## [Instruction]
Copy every line of the entries below word for word, omitting the pictures.
***** Provided data *****
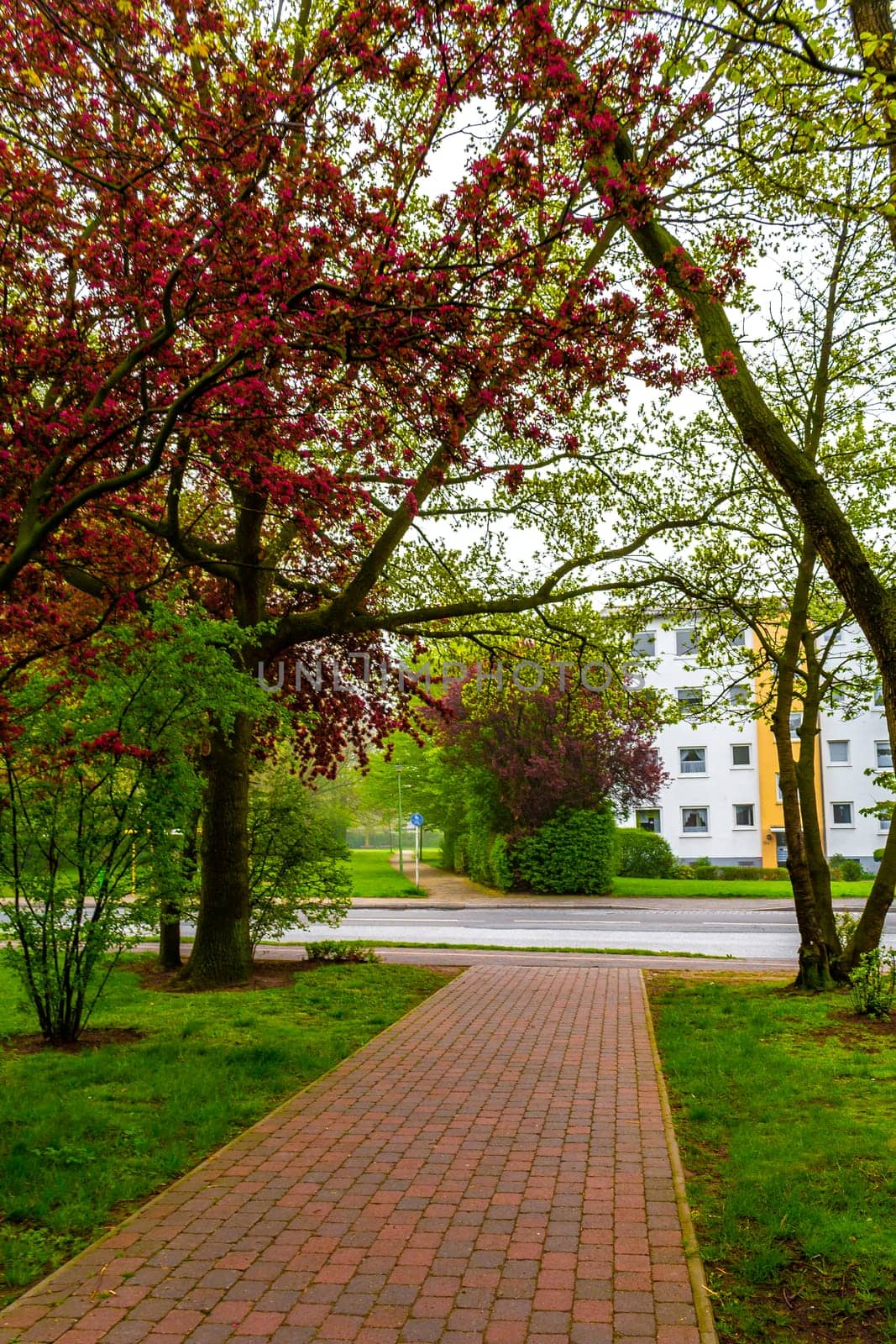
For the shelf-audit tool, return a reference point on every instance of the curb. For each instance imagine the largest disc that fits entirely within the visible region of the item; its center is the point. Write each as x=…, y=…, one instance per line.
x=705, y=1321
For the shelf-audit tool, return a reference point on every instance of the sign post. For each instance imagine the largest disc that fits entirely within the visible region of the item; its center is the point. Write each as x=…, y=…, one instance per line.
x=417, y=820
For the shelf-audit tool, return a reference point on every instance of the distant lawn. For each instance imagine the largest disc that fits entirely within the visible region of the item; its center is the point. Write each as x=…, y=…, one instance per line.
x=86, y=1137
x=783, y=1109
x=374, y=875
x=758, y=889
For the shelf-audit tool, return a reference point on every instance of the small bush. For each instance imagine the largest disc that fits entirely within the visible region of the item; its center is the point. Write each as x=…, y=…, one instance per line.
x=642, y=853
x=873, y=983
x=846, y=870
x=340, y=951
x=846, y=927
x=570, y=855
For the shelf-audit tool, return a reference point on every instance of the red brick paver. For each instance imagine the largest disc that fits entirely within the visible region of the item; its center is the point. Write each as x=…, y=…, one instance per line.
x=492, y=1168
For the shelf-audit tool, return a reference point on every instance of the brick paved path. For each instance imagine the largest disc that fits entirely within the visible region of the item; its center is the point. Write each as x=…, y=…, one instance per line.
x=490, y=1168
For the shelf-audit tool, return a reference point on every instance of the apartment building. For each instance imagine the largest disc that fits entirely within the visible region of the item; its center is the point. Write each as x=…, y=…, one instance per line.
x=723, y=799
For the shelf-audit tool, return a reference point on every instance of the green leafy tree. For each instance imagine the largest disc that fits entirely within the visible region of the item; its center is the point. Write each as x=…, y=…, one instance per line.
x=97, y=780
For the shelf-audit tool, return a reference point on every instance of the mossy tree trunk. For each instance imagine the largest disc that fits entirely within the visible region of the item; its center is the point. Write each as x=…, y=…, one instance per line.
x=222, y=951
*****
## [Written solution]
For the shelf-audit tool, return a reference point on every instance of the curb. For each instance imagine the largest disc that fits entirely within the visible region of the item; its center is the point. Write each as x=…, y=…, one instance per line.
x=705, y=1321
For the shelf-audit tool, return a reference point on every instance of the sign post. For each instance imagine the largest disc that fits entirely within the visible region of the item; its center is the point. Write each as x=…, y=…, one instance per line.
x=417, y=820
For the shelf-audit tool, return a reference point on every instance of the distant lawn. For each instance imagine the largest disc that fits entirely within the visible region of the item; its center is the point. Write each as x=…, y=…, one instance per line.
x=86, y=1137
x=783, y=1109
x=374, y=875
x=758, y=889
For the shelf-audit tool, return a reference point on every instance of the small bush. For each instance imagine the largest disc that fits entirely within the visible region of the item; its center is the point. Write each as x=…, y=…, one instance per line.
x=642, y=853
x=873, y=983
x=846, y=870
x=340, y=951
x=846, y=927
x=570, y=855
For the shelf-audit tool, return a reference point on every instance of the red brick paver. For each instance imagine the largest disc that fits entirely within the visible region of the item; its center is the point. Write each as x=…, y=…, one instance per line.
x=492, y=1168
For the shelf-audit tool, return a reference point on every instance of the brick paved path. For each instance imagine the largest disc that fits entirely within the visible region of the item; its center is the point. Write each as x=…, y=…, one instance per line.
x=490, y=1168
For the shelf-audit tool, return a reference point on every instance of the apartment building. For each instance imagine the largest disc that fits entirely within the visible region of the item; its center is the point. Write each as x=…, y=…, one instance per line.
x=723, y=799
For the shelf-audit tool, return a reference point on every instance of the green leafy tree. For each instance imagine the largest disc that fits entirely within the visible region of the item; its center is the point. Write each as x=…, y=…, one instance per line.
x=97, y=780
For the shelf-audit tool, return a reference point on every instance of the mossy tree trunk. For each instance imagine the largest disc that fits entirely within the visible region of the item; its center is the point. Write each as x=…, y=…, one instance per line.
x=222, y=951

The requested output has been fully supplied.